What you have to do: Copy each line of the items below word for word, and leave the pictures out of your answer.

Provided data:
=======
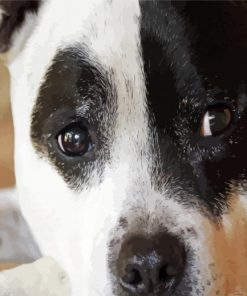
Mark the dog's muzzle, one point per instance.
(151, 265)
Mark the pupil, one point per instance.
(75, 140)
(219, 119)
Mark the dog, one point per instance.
(130, 141)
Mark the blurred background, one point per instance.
(6, 132)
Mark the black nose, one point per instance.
(151, 265)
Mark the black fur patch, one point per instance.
(13, 18)
(195, 55)
(75, 90)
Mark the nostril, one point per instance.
(166, 273)
(132, 277)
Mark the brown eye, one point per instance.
(74, 140)
(215, 120)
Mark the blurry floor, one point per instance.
(6, 133)
(15, 243)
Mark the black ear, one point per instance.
(12, 16)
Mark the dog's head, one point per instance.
(130, 141)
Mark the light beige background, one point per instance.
(6, 132)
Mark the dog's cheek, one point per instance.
(227, 244)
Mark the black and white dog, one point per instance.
(130, 141)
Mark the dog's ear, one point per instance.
(13, 15)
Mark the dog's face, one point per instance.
(130, 128)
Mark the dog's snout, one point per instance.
(151, 265)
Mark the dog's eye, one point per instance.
(216, 120)
(74, 140)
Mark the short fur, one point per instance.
(140, 75)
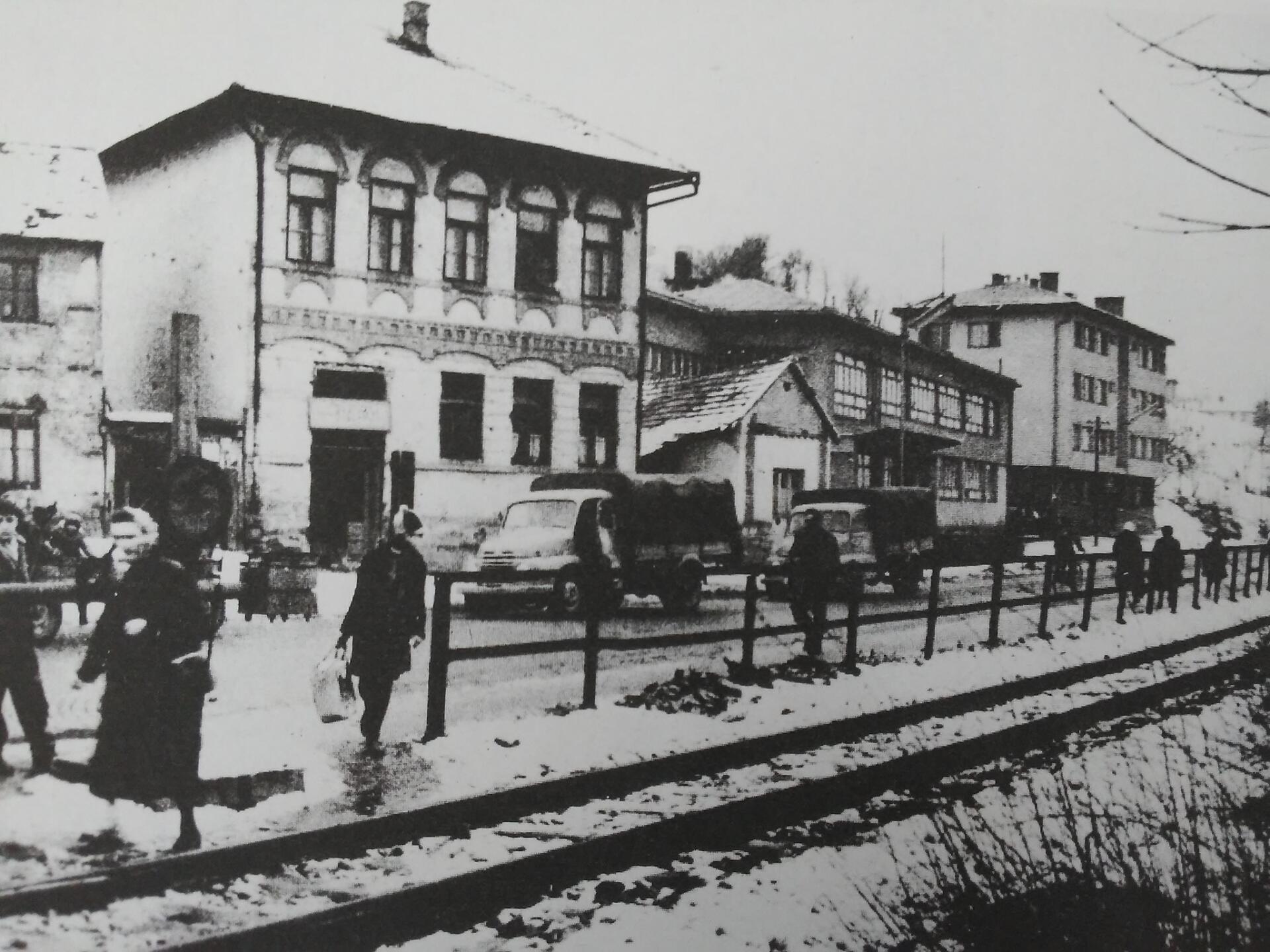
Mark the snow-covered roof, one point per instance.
(365, 71)
(51, 192)
(745, 295)
(681, 407)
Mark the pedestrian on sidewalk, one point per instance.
(1064, 556)
(1127, 551)
(814, 564)
(1166, 571)
(1212, 560)
(19, 668)
(385, 619)
(151, 643)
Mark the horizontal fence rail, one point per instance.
(592, 645)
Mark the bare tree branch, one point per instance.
(1180, 154)
(1193, 63)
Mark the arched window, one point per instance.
(466, 227)
(536, 216)
(392, 222)
(603, 249)
(312, 175)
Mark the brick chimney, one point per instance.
(1111, 305)
(414, 28)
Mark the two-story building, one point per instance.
(1090, 433)
(404, 273)
(905, 414)
(52, 216)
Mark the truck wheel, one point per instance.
(46, 621)
(567, 596)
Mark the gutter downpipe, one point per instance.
(694, 182)
(253, 508)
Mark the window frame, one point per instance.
(306, 205)
(461, 419)
(405, 216)
(16, 292)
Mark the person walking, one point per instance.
(1212, 560)
(19, 666)
(1166, 571)
(1064, 556)
(813, 568)
(151, 643)
(385, 619)
(1127, 550)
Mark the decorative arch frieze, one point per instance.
(494, 183)
(316, 138)
(407, 157)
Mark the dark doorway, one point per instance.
(346, 493)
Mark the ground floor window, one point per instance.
(462, 413)
(785, 484)
(597, 424)
(531, 422)
(19, 451)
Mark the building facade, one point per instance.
(52, 210)
(906, 414)
(393, 309)
(1091, 434)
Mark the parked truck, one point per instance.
(884, 535)
(652, 535)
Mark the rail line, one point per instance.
(468, 898)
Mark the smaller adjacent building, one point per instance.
(52, 207)
(1091, 437)
(906, 414)
(759, 426)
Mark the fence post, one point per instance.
(1047, 590)
(439, 663)
(933, 614)
(995, 612)
(747, 639)
(1089, 593)
(591, 656)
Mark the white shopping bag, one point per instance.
(333, 687)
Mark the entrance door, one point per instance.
(346, 493)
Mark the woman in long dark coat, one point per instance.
(150, 643)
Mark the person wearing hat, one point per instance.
(1127, 550)
(1166, 571)
(385, 619)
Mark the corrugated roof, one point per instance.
(51, 192)
(681, 407)
(749, 295)
(362, 70)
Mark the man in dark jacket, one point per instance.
(1127, 550)
(813, 568)
(1166, 571)
(1212, 561)
(19, 668)
(385, 619)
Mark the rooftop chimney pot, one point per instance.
(1111, 305)
(414, 28)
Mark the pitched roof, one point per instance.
=======
Finished answer:
Mark the dog's muzzle, one point per instance.
(151, 265)
Mark the pupil, one point per instance.
(75, 140)
(219, 119)
Mark the dog, one point per instance.
(130, 141)
Mark the blurred background, one point per instance.
(6, 132)
Mark the black nose, one point per instance.
(151, 265)
Mark the black fur patch, one point per instance.
(13, 18)
(195, 55)
(75, 90)
Mark the nostril, one point per instance.
(166, 273)
(132, 277)
Mark the brown eye, one point per instance.
(74, 140)
(215, 120)
Mark the blurry floor, one point per instance.
(6, 133)
(15, 243)
Mark the black ear, one point per instance.
(12, 16)
Mark the dog's head, one point per instance.
(130, 141)
Mark the light beige background, one point per instance.
(6, 132)
Mark the dog's cheek, one point per instance.
(227, 244)
Mark the black and white dog, one point per instance.
(130, 141)
Mark the dog's ear, one point per instance.
(13, 15)
Mark the dog's face, one point per instance.
(130, 128)
Mark the dog's snout, one point per instance.
(151, 265)
Mark the dog's eye, one point per instance.
(216, 120)
(74, 140)
Mark the short fur, one point per instance.
(140, 75)
Mark the snow-covered roof, one point per instance.
(365, 71)
(51, 192)
(745, 295)
(681, 407)
Mark the pedestrian on sidewalk, one point per instance.
(1064, 556)
(1127, 551)
(814, 564)
(1166, 571)
(1212, 560)
(19, 668)
(385, 619)
(151, 643)
Mark the horizontal fence rail, one point per instance.
(592, 645)
Mark the bare tree branch, one point per instance.
(1180, 154)
(1193, 63)
Mark the arched window, one point per instance.
(466, 227)
(536, 216)
(392, 222)
(603, 249)
(312, 175)
Mark the brick chimney, one point per instance.
(1111, 305)
(414, 28)
Mark the two-story building, one point per instance.
(1090, 433)
(404, 273)
(905, 414)
(52, 216)
Mark the truck wheel, one point per instance.
(46, 621)
(567, 596)
Mark the gutter downpipe, one point per instance.
(694, 182)
(253, 508)
Mark the window frame, one point per instance.
(306, 205)
(461, 419)
(405, 216)
(16, 292)
Mark the person walking, one point per instance.
(1212, 560)
(19, 666)
(1166, 571)
(1064, 556)
(813, 568)
(151, 643)
(385, 619)
(1127, 550)
Mark the decorative arch frieze, one point per instance.
(494, 183)
(316, 138)
(407, 157)
Mark the dark doorway, one point per instance.
(346, 493)
Mark the ground floor window, one point per instance.
(462, 413)
(785, 484)
(597, 424)
(531, 422)
(19, 451)
Mark the building facade, one point per instance.
(52, 210)
(906, 414)
(393, 309)
(1091, 434)
Mark the parked truck, one point per instance.
(884, 535)
(652, 535)
Mark the rail line, one point per instance.
(468, 898)
Mark the smaller adjacent building, one point per instance.
(52, 207)
(1091, 437)
(906, 414)
(759, 426)
Mark the fence post, one point per instance.
(1047, 590)
(439, 663)
(933, 614)
(995, 612)
(747, 639)
(1089, 593)
(591, 656)
Mark the white shopping bag, one point per instance.
(333, 687)
Mark the entrance door, one point per instance.
(346, 493)
Mark the woman in long dark coat, one point per instance.
(150, 643)
Mark the person wearing hat, one point per instance.
(1127, 550)
(1166, 571)
(385, 619)
Mark the corrugated roof, one point per instance.
(51, 192)
(681, 407)
(749, 295)
(362, 70)
Mark the man in dark jacket, one point per instance.
(1127, 550)
(813, 568)
(1166, 571)
(1212, 561)
(19, 668)
(385, 619)
Mark the rooftop chimney pot, one point per instance.
(1111, 305)
(414, 28)
Mark the pitched roof, one point per instance.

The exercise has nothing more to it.